● **What the task asks**
Find the string "back" in the listing and report every line that has it.
──────────
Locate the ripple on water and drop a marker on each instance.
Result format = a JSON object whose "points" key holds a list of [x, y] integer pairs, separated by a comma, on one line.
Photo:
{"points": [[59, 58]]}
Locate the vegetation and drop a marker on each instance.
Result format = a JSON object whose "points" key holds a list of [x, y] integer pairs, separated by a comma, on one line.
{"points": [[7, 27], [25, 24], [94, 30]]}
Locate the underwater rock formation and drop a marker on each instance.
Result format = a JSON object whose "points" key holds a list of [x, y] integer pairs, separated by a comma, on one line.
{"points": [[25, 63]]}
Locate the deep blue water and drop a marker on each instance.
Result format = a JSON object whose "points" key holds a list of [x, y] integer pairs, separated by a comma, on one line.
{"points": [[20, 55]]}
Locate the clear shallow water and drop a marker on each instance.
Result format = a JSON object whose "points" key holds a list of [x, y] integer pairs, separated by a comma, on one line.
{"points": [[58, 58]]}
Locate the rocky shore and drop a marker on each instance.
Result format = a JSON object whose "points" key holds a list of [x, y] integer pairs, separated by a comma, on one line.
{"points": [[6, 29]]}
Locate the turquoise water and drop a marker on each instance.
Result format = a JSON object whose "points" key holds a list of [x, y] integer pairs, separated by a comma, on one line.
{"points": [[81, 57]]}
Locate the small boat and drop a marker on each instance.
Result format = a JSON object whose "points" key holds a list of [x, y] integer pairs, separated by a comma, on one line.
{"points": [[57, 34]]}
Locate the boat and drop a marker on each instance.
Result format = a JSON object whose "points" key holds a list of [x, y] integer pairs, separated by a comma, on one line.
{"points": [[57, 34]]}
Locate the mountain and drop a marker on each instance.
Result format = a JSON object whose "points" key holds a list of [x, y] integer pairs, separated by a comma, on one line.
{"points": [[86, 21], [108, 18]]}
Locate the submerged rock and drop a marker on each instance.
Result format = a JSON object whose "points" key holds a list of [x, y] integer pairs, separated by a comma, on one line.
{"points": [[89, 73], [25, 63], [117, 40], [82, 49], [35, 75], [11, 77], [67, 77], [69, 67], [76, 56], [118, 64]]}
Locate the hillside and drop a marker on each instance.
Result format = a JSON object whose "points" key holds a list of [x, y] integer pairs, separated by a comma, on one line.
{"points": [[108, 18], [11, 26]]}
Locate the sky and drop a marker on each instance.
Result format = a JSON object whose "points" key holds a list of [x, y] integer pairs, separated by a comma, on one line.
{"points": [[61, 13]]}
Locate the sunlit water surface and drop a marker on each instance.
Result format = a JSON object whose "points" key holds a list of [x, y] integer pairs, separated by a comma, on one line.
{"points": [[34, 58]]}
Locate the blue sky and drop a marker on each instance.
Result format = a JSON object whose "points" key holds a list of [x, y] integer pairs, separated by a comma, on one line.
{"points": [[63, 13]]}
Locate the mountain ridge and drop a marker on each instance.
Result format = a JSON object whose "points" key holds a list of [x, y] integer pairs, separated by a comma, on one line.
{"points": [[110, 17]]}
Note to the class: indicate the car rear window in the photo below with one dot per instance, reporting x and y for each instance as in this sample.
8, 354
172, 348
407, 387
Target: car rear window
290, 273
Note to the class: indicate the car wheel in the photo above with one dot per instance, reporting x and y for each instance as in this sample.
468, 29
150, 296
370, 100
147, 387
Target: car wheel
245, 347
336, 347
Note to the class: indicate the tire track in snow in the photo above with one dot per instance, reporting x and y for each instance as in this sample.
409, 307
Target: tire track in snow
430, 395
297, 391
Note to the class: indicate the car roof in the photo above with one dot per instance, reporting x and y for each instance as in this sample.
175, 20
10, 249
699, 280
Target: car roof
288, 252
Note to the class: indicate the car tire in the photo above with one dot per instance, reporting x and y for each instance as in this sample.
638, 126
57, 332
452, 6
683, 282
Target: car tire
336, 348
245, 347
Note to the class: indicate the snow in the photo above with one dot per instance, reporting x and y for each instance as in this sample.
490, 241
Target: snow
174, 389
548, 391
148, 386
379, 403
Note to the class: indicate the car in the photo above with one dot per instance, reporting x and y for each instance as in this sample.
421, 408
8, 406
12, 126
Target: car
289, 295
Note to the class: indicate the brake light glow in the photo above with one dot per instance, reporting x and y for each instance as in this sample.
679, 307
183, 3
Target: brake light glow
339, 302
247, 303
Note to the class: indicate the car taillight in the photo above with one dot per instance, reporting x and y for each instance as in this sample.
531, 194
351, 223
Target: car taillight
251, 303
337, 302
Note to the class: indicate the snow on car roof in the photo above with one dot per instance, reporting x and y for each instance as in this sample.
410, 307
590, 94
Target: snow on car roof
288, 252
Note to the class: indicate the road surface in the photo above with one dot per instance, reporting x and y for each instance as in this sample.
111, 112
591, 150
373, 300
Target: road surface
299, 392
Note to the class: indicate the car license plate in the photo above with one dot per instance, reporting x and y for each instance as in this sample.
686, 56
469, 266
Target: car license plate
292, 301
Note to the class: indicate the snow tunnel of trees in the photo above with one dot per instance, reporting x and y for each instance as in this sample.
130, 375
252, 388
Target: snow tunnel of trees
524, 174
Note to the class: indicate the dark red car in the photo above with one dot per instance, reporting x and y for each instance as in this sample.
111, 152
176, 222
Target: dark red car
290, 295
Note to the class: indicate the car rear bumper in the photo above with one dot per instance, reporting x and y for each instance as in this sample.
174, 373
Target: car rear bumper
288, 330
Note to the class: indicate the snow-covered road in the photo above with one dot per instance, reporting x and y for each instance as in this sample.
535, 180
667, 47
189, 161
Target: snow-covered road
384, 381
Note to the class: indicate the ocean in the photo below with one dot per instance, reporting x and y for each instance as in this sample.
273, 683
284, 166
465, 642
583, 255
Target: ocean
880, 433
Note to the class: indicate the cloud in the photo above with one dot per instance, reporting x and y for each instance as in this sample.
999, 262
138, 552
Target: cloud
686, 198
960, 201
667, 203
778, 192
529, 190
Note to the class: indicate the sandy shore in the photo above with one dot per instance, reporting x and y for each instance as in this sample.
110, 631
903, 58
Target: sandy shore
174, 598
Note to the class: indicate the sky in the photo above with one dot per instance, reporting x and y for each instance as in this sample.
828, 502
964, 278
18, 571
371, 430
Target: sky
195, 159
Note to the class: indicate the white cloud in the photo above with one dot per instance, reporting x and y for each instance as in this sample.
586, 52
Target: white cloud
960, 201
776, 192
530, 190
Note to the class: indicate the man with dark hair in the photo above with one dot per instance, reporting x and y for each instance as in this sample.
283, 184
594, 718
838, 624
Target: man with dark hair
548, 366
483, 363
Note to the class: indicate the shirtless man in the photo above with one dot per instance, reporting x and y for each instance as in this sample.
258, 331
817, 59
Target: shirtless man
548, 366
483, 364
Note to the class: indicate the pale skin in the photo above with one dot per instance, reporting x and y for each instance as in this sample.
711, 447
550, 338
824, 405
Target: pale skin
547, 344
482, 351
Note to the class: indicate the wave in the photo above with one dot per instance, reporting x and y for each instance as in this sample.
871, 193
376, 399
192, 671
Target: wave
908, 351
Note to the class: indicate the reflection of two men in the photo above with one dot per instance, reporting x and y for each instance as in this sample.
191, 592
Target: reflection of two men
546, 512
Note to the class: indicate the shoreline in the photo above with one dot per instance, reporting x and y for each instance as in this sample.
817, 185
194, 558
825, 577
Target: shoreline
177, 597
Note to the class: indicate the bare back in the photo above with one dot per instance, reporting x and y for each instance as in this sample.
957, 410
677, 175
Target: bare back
──────────
● **Response box**
Note to the class: indicate the bare back in the photo above with one dot per instance, reporting x and y for each instance as in this sample.
Target: bare back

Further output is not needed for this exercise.